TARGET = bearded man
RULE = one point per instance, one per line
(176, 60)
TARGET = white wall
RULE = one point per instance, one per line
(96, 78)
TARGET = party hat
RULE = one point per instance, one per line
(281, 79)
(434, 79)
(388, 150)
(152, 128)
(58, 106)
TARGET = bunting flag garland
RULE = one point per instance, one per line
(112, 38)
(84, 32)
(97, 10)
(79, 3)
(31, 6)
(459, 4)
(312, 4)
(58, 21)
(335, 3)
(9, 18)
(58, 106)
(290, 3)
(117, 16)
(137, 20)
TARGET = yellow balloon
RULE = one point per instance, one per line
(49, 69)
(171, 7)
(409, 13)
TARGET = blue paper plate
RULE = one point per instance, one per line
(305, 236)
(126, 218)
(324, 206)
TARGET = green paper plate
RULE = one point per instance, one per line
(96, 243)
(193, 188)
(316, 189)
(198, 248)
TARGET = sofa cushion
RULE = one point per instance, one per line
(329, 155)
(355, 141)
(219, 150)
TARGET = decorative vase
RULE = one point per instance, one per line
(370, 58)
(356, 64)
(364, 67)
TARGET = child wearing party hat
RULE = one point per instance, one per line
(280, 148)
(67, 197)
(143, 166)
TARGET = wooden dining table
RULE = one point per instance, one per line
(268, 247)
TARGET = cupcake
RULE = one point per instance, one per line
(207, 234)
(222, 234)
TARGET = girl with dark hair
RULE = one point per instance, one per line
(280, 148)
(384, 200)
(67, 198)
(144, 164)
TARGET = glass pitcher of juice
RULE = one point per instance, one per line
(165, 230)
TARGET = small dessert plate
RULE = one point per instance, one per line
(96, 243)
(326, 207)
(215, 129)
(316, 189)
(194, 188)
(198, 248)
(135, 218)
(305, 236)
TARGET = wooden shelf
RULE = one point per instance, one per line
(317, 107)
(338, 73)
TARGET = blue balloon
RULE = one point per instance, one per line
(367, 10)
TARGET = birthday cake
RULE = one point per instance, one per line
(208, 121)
====================
Problem details: Return, exactly as written, the "TARGET = bunting flag garland" line and each line after it through the end of the listing above.

Answer to this problem:
TARGET = bunting flag garland
RULE = one point per instance, one per line
(112, 38)
(84, 32)
(97, 10)
(79, 3)
(31, 6)
(459, 4)
(312, 4)
(58, 21)
(335, 3)
(9, 18)
(58, 106)
(290, 3)
(117, 16)
(137, 20)
TARGET = yellow balloon
RULE = one point per instance, one per line
(49, 69)
(171, 7)
(409, 13)
TARGET = blue paper plate
RULE = one point per instance, one per line
(305, 236)
(126, 218)
(324, 206)
TARGET = green paper plate
RULE = one point per instance, one per line
(96, 243)
(193, 188)
(316, 189)
(198, 248)
TARGET = sofa cushion
RULE = one point per instance, one per line
(329, 155)
(355, 141)
(219, 150)
TARGET = decorative vase
RULE = one point per instance, one per line
(370, 58)
(356, 64)
(364, 67)
TARGET = child wearing party hat
RULE = one point per instance, one per line
(280, 148)
(67, 197)
(143, 166)
TARGET = wooden dining table
RULE = one point per instance, one per line
(268, 247)
TARGET = cupcake
RULE = one point per instance, one per line
(207, 234)
(222, 234)
TARGET = girl with dark hair
RULE = one point per instance, one per line
(280, 148)
(384, 200)
(67, 198)
(144, 164)
TARGET = glass pitcher of juice
RULE = one point per instance, one per line
(165, 230)
TARGET = small dessert plate
RULE = one point per instance, one per line
(96, 243)
(326, 207)
(215, 129)
(316, 189)
(194, 188)
(198, 248)
(135, 218)
(305, 236)
TARGET = wooden shelf
RULE = one point per instance, one per line
(317, 107)
(338, 73)
TARGET = blue balloon
RULE = one point per instance, one per line
(367, 10)
TARGET = birthday cake
RULE = one point per instance, one per line
(208, 121)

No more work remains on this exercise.